• Task instructions: Reproduced exactly, the lines from the start of the material through the line containing "the form [52,31]." should be the whole answer, with pictures excluded.
========================================
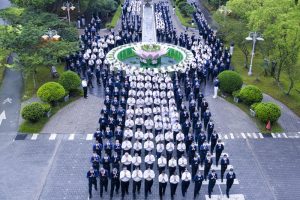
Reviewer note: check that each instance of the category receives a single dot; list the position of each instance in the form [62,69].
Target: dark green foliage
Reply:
[70,81]
[251,94]
[51,92]
[33,112]
[230,81]
[266,111]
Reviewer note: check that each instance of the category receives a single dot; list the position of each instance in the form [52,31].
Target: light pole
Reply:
[254,36]
[51,35]
[68,6]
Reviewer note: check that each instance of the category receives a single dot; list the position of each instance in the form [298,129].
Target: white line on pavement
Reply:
[34,136]
[254,135]
[89,136]
[273,135]
[243,135]
[284,135]
[71,137]
[52,136]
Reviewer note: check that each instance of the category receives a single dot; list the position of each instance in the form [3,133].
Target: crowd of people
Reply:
[153,128]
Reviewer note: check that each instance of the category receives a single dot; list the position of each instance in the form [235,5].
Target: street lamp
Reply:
[68,6]
[51,35]
[254,36]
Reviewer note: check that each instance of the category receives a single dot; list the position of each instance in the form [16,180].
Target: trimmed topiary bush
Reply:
[51,92]
[250,94]
[70,81]
[230,81]
[33,112]
[267,111]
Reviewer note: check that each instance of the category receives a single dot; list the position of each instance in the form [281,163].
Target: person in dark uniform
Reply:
========================================
• Solution to this exercise:
Reviewer note: check that each instance of the category receives a single dot; list the position of each instance in the form [62,69].
Target: dark green foliage
Reply:
[70,81]
[251,94]
[51,92]
[33,112]
[230,81]
[266,111]
Reviewer note: check that each instance of the category receives a single dot; list the position of each instance in the form [52,31].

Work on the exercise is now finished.